-- What the task asks --
Starting at the line that contains "Note to the class: find each instance of the green tree", print every remaining line of the entries, unchanged, and output nothing more.

━━ Excerpted data

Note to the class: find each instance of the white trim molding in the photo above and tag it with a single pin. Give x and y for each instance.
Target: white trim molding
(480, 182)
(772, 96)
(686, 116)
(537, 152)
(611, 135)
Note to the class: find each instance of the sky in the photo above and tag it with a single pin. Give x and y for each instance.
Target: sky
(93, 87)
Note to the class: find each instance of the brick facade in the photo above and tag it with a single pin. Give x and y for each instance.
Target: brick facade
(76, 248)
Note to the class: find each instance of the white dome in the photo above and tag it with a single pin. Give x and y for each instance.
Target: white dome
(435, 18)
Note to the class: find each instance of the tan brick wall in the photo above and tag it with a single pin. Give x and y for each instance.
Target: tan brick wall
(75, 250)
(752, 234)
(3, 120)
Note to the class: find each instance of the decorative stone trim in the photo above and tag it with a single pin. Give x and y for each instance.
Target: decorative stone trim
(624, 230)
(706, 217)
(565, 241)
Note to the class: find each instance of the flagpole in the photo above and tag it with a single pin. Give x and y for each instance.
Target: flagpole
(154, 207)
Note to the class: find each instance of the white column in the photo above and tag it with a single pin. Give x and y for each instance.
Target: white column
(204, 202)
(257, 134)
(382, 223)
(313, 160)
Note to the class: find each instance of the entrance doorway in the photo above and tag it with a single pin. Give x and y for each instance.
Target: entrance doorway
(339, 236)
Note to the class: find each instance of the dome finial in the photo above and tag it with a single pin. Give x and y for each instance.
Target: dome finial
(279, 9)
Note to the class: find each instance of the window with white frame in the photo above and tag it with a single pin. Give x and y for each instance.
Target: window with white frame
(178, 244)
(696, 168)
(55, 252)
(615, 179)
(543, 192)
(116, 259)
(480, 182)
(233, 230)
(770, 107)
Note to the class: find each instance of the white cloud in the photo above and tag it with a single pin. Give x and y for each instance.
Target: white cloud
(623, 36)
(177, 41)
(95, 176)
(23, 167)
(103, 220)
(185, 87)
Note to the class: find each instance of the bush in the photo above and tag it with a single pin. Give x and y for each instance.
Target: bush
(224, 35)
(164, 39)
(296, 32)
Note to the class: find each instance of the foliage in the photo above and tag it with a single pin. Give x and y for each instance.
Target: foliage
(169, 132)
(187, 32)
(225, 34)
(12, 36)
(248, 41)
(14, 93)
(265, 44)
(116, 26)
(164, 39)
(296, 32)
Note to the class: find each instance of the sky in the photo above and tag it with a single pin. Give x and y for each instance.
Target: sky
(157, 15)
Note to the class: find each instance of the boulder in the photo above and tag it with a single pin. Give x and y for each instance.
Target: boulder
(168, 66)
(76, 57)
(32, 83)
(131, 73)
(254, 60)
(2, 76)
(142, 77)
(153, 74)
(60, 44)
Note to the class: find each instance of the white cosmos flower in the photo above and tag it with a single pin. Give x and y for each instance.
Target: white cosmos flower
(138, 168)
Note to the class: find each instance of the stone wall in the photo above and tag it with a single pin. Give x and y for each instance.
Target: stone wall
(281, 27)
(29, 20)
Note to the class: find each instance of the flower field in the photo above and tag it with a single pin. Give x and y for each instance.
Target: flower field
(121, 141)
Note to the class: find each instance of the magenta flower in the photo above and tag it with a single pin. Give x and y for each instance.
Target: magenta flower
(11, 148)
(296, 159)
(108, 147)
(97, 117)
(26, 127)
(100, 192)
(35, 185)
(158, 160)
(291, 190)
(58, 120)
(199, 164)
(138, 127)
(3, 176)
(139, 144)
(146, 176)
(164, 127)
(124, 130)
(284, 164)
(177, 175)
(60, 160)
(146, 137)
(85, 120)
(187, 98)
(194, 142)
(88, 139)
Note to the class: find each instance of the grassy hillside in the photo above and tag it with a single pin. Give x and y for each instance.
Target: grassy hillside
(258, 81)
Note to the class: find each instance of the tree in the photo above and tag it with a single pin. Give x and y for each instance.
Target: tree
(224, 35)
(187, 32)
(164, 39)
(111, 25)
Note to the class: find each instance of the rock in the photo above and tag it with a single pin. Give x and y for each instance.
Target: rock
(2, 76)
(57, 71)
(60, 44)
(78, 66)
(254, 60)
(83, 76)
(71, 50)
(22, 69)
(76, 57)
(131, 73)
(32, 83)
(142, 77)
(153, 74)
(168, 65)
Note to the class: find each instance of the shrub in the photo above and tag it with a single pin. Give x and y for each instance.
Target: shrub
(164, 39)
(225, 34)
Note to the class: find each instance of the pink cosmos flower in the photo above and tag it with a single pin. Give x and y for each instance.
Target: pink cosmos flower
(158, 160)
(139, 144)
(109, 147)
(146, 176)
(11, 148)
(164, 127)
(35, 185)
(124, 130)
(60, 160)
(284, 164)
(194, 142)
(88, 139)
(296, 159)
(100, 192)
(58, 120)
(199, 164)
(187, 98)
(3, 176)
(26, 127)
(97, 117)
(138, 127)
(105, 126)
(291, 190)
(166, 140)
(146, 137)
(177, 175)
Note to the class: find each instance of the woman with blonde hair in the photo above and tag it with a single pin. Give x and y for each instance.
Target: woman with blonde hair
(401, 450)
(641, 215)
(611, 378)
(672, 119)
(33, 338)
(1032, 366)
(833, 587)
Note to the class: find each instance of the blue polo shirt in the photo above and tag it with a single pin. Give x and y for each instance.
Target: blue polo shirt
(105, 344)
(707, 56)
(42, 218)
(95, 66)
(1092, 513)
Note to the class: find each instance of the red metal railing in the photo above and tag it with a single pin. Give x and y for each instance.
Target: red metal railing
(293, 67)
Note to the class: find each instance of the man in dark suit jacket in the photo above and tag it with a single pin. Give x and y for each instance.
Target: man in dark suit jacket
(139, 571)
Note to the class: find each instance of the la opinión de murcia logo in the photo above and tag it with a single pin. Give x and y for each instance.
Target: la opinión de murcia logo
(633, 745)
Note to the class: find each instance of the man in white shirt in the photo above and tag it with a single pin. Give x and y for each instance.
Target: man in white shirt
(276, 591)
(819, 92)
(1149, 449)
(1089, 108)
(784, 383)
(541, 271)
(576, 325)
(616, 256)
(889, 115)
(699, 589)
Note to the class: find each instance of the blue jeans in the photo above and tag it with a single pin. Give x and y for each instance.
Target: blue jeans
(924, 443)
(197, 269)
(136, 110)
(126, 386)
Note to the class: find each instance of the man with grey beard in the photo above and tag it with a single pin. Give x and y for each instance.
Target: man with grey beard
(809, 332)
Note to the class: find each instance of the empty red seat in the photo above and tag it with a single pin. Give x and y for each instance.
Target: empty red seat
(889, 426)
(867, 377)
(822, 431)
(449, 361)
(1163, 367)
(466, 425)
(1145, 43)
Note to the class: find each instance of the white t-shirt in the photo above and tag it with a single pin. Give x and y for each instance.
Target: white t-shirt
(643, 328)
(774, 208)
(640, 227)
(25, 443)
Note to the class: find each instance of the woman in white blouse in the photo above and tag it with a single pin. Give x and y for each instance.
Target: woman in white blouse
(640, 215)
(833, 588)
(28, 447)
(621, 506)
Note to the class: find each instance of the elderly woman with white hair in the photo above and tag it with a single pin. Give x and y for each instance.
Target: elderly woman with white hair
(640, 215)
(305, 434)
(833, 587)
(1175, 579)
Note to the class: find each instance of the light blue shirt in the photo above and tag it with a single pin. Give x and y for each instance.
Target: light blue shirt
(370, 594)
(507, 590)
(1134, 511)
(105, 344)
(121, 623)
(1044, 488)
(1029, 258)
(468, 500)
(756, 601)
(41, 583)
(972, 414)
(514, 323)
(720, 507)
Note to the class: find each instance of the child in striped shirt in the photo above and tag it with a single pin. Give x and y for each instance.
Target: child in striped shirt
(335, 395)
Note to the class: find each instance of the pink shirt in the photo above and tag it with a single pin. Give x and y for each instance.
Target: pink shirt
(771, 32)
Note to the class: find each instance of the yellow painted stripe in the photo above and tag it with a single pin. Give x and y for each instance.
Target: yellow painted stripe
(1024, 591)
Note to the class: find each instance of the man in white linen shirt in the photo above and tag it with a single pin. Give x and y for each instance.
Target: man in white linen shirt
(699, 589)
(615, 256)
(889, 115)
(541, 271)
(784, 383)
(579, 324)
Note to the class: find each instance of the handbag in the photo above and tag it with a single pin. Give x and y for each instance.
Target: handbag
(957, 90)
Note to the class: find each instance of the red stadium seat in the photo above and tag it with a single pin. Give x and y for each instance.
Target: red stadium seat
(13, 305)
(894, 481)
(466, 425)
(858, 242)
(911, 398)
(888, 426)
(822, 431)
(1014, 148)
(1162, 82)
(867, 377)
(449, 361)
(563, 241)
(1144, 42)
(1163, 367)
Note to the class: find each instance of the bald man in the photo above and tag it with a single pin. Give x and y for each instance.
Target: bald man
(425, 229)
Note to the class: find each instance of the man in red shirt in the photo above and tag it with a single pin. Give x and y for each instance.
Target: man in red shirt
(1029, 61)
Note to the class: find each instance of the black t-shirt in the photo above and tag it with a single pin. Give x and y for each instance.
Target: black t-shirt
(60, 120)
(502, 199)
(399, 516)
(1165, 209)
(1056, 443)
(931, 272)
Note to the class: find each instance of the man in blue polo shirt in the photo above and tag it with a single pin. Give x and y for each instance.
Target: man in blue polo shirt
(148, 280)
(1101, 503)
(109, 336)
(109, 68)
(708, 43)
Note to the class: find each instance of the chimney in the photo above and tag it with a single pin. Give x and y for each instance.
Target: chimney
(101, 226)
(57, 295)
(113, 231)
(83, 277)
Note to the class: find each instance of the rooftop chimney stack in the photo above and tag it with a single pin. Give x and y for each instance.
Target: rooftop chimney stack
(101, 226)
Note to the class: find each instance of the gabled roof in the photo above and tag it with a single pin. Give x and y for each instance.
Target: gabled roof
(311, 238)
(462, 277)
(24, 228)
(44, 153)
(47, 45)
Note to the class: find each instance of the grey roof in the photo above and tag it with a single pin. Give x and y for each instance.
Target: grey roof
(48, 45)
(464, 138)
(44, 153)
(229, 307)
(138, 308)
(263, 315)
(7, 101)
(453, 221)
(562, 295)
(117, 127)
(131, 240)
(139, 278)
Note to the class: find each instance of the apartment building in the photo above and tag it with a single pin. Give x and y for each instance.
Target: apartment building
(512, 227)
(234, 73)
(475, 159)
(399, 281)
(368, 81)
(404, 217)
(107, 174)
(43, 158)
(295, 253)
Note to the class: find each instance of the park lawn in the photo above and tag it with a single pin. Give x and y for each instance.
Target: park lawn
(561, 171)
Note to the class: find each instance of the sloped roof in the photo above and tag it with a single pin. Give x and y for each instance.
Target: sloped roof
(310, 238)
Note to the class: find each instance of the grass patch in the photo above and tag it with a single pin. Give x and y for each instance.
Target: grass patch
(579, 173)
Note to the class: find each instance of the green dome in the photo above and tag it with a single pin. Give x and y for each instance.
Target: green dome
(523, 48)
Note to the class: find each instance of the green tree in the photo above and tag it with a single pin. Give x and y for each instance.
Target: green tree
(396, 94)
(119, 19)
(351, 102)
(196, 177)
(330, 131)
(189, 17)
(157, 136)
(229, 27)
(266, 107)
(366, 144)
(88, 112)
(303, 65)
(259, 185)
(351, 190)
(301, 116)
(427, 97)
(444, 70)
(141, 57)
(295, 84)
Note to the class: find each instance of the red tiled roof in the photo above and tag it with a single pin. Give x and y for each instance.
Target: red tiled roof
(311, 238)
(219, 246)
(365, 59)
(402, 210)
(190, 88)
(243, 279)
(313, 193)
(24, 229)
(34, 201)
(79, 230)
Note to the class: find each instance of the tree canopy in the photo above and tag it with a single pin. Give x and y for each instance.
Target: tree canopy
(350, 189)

━━━━

-- Written answer --
Note to the class: find each instance of the green tree in the photo above and tag it with a single pin. Give x and y for each instance.
Target: green tree
(396, 94)
(119, 19)
(351, 102)
(196, 177)
(330, 131)
(189, 17)
(157, 136)
(229, 27)
(266, 107)
(366, 144)
(88, 112)
(303, 65)
(259, 185)
(351, 190)
(301, 116)
(427, 97)
(444, 70)
(141, 57)
(295, 84)
Note to the class: find each instance of the red tiled roof in the photo above and tag it with a single pin. Give x and y for each instance.
Target: red tiled roof
(311, 238)
(219, 246)
(365, 59)
(402, 210)
(190, 88)
(243, 279)
(313, 193)
(24, 229)
(34, 201)
(79, 230)
Note to the class: find each instance of the tree canopy in the photo above and tag it with a single pin. Give x and y for each instance.
Target: tree canopy
(350, 189)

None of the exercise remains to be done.